[start of PROVIDED ENTRIES]
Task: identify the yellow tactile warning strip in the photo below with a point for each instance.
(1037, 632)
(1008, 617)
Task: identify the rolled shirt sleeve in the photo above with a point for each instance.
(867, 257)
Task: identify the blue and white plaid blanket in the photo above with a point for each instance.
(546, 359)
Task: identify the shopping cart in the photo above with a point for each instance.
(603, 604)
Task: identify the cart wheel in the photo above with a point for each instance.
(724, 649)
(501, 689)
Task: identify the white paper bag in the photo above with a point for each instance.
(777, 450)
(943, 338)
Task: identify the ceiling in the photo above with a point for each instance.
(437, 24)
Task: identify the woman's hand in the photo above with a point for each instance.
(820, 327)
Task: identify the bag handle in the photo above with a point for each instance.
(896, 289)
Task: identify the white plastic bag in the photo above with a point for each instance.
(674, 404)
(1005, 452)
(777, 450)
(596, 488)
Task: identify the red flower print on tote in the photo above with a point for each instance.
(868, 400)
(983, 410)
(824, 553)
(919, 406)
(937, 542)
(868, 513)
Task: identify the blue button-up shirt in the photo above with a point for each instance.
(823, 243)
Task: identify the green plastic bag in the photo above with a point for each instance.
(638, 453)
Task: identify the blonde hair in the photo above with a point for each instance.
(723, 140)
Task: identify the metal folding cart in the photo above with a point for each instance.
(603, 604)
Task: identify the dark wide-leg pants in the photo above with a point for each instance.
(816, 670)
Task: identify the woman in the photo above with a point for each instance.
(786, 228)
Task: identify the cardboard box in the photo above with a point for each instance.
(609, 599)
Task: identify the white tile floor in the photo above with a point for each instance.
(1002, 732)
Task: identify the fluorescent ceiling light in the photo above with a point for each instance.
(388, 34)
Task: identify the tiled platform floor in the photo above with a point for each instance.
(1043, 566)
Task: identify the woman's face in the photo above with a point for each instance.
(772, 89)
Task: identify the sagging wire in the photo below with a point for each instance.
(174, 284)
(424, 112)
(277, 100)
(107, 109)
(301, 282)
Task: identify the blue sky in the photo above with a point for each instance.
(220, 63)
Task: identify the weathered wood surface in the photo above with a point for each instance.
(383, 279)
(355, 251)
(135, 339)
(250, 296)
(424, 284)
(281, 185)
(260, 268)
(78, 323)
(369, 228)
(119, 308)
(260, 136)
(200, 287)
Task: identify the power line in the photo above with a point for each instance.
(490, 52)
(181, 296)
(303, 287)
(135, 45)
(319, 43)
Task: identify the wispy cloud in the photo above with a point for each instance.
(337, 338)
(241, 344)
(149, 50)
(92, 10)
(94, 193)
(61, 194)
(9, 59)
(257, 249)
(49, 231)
[end of PROVIDED ENTRIES]
Copy out the rows from the line containing "Task: identify the wispy" through the last line of the rows above, inclusive, keeping every character unchanged.

Task: identify the wispy cloud in the photo above with a point for each instance.
(337, 338)
(241, 344)
(149, 50)
(92, 10)
(94, 193)
(61, 194)
(9, 59)
(257, 249)
(49, 231)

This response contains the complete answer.